Christians must never be ashamed of the sacrifice of Christ. Instead, it must be recognized that in God's great plan of salvation, Jesus died to help all of mankind come to realize both the terrible graveness of sin as well as the immeasurable depth of God's love and mercy for us. Indeed, His sacrifice sets us free.
God's justice and mercy
Many do not grasp that the love of God embraces both justice and mercy. He is a God of justice as well as abundant mercy. It's because of the divine attribute of justice that the penalty for our sins—our transgressions of God's law (see 1 John 3:4)—had to be paid.
And it is through His divine mercy that Jesus Christ died for our sins. Since the wages of sin is death (Romans 6:23), the sinless Christ willingly suffered a cruel death in our place so that the God of justice could also show His great mercy—thereby freely forgiving our sins so that we could be reconciled to Him and receive everlasting life (see 2 Corinthians 5:17-21).
Cheap grace has never been part of the Father's plan and is absolutely contrary to His divine character. So reconciliation to God the Father is made possible only by the steepest price imaginable—the shed blood of His Son Jesus Christ. As the apostle Peter expressed it, "You were not redeemed with corruptible things like silver or gold from your aimless conduct received by tradition from your fathers, but with the precious blood of Christ as of a lamb without blemish and without spot" (1 Peter 1:18-19, emphasis added throughout).
When Jesus returns to the earth, He will bring to the whole world the utopian order that mankind has sought in vain throughout time. He will "establish it with judgment and justice" (Isaiah 9:7). Also notice that "with righteousness He will judge the poor, and decide with equity for the meek of the earth" (Isaiah 11:4).
We should never overlook God's justice, which is generously tempered by His great mercy. The apostle James wrote that "mercy triumphs over judgment" (James 2:13). And the apostle Paul praised God, stating, "Blessed be the God and Father of our Lord Jesus Christ, the Father of mercies and the God of all comfort" (2 Corinthians 1:3).
But the necessity of God giving His Son as a sacrifice for our sins offends some who nominally embrace Christianity as well as many unbelievers, as the New Testament explains.

_ _ _ _ _

■ What to do ■
(a) Print the passage on God's justice and mercy word for word, starting with "We should never" and going on through "New Testament explains.".
(b) List every Bible reference cited in the passage on God's justice and mercy.
(c) Go on with the passage on God's justice and mercy, picking up after its final sentence.

■ Provided information ■
_ _ _ _ _

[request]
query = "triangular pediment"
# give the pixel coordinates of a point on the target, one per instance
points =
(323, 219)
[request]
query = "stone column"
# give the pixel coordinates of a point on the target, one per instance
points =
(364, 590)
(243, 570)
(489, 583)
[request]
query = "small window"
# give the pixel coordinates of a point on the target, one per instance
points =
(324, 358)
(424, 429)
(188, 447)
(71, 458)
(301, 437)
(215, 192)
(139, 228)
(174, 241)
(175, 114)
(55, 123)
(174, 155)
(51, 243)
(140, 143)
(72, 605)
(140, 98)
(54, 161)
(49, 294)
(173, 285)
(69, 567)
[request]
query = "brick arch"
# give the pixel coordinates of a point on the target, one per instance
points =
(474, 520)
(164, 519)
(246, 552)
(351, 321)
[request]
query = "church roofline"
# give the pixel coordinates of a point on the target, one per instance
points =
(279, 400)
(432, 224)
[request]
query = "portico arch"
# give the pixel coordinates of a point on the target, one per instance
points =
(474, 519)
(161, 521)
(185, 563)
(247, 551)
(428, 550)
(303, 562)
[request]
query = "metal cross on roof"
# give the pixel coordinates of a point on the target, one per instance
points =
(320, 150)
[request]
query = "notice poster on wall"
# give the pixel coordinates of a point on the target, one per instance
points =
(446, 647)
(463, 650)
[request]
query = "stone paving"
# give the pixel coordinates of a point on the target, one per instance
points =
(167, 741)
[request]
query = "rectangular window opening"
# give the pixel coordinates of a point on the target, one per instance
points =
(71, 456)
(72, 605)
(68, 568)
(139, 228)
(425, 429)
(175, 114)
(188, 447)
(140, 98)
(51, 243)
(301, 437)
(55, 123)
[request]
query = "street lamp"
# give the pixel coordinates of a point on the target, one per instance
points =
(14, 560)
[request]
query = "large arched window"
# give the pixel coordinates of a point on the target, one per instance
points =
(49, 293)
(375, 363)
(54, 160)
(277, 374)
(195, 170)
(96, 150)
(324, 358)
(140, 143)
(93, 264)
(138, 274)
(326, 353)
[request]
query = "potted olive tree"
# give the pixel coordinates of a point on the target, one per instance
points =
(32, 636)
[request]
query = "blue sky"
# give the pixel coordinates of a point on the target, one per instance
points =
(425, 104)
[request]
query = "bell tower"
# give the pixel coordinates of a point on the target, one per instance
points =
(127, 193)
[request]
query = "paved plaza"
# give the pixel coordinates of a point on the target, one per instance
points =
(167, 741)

_ _ _ _ _

■ Answers to each task ■
(a)
We should never overlook God's justice, which is generously tempered by His great mercy. The apostle James wrote that "mercy triumphs over judgment" (James 2:13). And the apostle Paul praised God, stating, "Blessed be the God and Father of our Lord Jesus Christ, the Father of mercies and the God of all comfort" (2 Corinthians 1:3).
But the necessity of God giving His Son as a sacrifice for our sins offends some who nominally embrace Christianity as well as many unbelievers, as the New Testament explains.

(b)
1 John 3:4
Romans 6:23
2 Corinthians 5:17-21
1 Peter 1:18-19
Isaiah 9:7
Isaiah 11:4
James 2:13
2 Corinthians 1:3

(c)
The cross offensive, but not to true Christians
Paul plainly wrote of "the offense of the cross" (Galatians 5:11). It tends to offend those who misunderstand its true meaning. Certainly the coming crucifixion was deeply offensive to Peter before he understood its purpose as the means for God the Father to demonstrate His justice regarding sin and His mercy in forgiving us (see Mark 8:31-33). Further, Paul tells us that "the message of the cross is foolishness to those who are perishing" (1 Corinthians 1:18).
Yet Paul clearly associated the power of God with the cross of Christ (figuratively meaning the atonement for our sins). The apostle explains: "For though He [Christ] was crucified in weakness, yet He [was resurrected and now] lives by the power of God. For we are also weak in Him, but we shall live with Him by the power of God toward you" (2 Corinthians 13:4).
So the symbolism of Christ's cross remains an integral part of the true gospel message. "For I am not ashamed of the gospel of Christ, for it is the power of God to salvation to everyone who believes" (Romans 1:16).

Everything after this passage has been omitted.